Work to do:
Write out every one of the following records word for word, leaving each line unchanged.

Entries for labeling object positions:
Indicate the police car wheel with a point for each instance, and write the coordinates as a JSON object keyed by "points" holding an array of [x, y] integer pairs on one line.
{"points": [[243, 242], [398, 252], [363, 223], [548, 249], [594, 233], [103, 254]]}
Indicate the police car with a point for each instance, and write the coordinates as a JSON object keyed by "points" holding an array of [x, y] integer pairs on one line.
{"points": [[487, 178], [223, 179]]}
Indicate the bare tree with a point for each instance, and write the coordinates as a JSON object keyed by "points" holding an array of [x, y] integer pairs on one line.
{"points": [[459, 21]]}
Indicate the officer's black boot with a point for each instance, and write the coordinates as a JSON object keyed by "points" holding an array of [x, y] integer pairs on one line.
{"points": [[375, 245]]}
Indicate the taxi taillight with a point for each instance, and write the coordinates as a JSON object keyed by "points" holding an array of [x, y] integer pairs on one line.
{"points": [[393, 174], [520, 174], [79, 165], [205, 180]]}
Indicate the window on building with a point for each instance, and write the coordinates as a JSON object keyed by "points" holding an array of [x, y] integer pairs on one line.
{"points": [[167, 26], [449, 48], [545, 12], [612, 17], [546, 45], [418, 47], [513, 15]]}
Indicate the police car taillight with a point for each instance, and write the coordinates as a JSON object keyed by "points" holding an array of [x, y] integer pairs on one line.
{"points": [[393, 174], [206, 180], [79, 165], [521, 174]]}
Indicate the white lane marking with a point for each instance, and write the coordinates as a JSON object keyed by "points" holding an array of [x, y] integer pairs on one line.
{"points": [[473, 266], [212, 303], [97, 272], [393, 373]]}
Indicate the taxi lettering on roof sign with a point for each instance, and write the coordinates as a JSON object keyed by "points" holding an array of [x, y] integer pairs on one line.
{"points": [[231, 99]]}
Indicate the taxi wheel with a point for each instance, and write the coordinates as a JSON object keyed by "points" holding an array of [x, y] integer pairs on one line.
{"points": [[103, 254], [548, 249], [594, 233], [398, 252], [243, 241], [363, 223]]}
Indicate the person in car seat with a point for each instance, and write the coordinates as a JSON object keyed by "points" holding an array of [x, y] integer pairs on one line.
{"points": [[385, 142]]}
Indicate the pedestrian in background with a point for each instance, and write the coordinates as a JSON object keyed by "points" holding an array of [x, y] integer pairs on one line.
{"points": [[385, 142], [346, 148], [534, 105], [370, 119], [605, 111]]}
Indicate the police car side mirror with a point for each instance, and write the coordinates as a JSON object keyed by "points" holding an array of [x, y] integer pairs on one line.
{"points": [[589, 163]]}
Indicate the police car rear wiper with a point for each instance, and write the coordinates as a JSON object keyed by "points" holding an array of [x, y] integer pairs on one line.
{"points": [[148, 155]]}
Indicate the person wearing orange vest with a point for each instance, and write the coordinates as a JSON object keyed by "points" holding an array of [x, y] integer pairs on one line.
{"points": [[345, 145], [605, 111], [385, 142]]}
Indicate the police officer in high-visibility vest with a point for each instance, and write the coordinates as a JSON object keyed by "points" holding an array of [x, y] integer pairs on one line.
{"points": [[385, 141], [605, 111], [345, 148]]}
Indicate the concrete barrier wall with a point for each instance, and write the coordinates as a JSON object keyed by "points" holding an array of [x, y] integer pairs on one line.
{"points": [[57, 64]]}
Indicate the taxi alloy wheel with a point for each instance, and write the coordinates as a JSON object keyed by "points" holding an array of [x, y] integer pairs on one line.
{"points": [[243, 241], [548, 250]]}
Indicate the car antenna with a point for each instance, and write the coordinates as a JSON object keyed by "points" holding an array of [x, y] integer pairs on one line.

The output:
Indicate the police car wheel with a point for each instance, and write the coordinates as a JSON object keyed by "points" holding an array of [x, y] integer pairs on one line.
{"points": [[243, 242], [398, 252], [363, 223], [548, 249], [594, 233], [103, 254]]}
Indicate the police car with a point for each instance, and write the coordinates as a JSON object keyed by "points" holding an array of [x, y] integer pairs on one line.
{"points": [[487, 178], [223, 179]]}
Indicate the bare tree with a point for each instance, and write the coordinates as a JSON object keyed by "points" holding an array of [x, y] integer pairs on one line.
{"points": [[459, 21]]}
Indicate the officer's black boot with a point for each instance, and write the coordinates as a JSON object keyed by "points" holding an array of [x, y] integer pairs on one line.
{"points": [[375, 245]]}
Indicate the taxi taillight with a point for each instance, and write the coordinates as a JSON object keyed by "points" holding an array of [x, y] integer pairs on one line.
{"points": [[393, 174], [520, 174], [79, 165], [205, 180]]}
Indicate the window on building with a point for each instance, and write the coordinates as a JSON object keyed by "points" holding an array of [x, y] integer pairs on one line.
{"points": [[167, 26], [449, 48], [545, 12], [612, 17], [546, 45], [418, 47], [513, 15]]}
Indicate the police car taillight with a point for each instance, and write the coordinates as a JSON object keyed by "points" holding an array of [x, y] integer pairs on one line.
{"points": [[393, 174], [206, 180], [79, 165], [521, 174]]}
Indicate the white lane marking with a point for each instance, and write the coordinates as a JSON object keyed by "points" holding an array of [x, y] integer pairs on one line.
{"points": [[473, 266], [212, 303], [97, 272], [393, 373]]}
Indicate the taxi lettering on roof sign with a point for each instance, and write the coordinates as a JSON object keyed by "points" holding an array of [x, y] integer pairs on one line.
{"points": [[231, 99]]}
Indicate the taxi wheel with a point for each instance, and write the coordinates as a JSON object keyed by "points" holding an array of [x, y] integer pairs on one line.
{"points": [[103, 254], [548, 249], [594, 233], [398, 252], [243, 241], [363, 223]]}
Indicate the person in car seat with a point for each instance, and write the coordinates as a JSON object keyed by "points" holding an array of [x, y] integer pairs on one line.
{"points": [[385, 142]]}
Indicate the pedestrian in background with a point for each instance, and write the coordinates as a JSON object keyed by "points" holding an array of [x, y] integer pairs on one line.
{"points": [[385, 142], [346, 148], [534, 105], [370, 119], [605, 111]]}
Indicate the police car side mirror with a point for each instance, and write the coordinates as a JSON object keyed by "points" holding an array of [x, y] integer pairs on one line.
{"points": [[589, 163]]}
Indicate the police car rear wiper with a point for each instance, and write the coordinates as a JSON object keyed by "points" holding an array of [x, y] integer pairs on one line.
{"points": [[148, 155]]}
Indicate the person wearing orange vest with a point for each instance, and write the coordinates as a JSON object keyed by "points" holding an array of [x, y] integer pairs on one line.
{"points": [[345, 145], [605, 111], [385, 142]]}
Indicate the police officer in high-visibility vest with a point for each instance, and write the coordinates as a JSON object keyed by "points" holding an array of [x, y] integer pairs on one line.
{"points": [[385, 141], [605, 111], [345, 148]]}
Indicate the concrete barrier wall with a point for each instance, and write the coordinates as a JSON object keyed by "points" holding an array of [x, y] integer pairs on one line.
{"points": [[57, 64]]}
Indicate the taxi alloy wheel with a point for each instance, and write the coordinates as a JSON object keyed by "points" holding an array of [x, y] integer pairs on one line.
{"points": [[243, 241], [548, 250]]}
Indicate the car antenna with a point for each instance, and write the coordinates as a JSON object keyed by "points" holding an array of [x, y] integer pairs on one line.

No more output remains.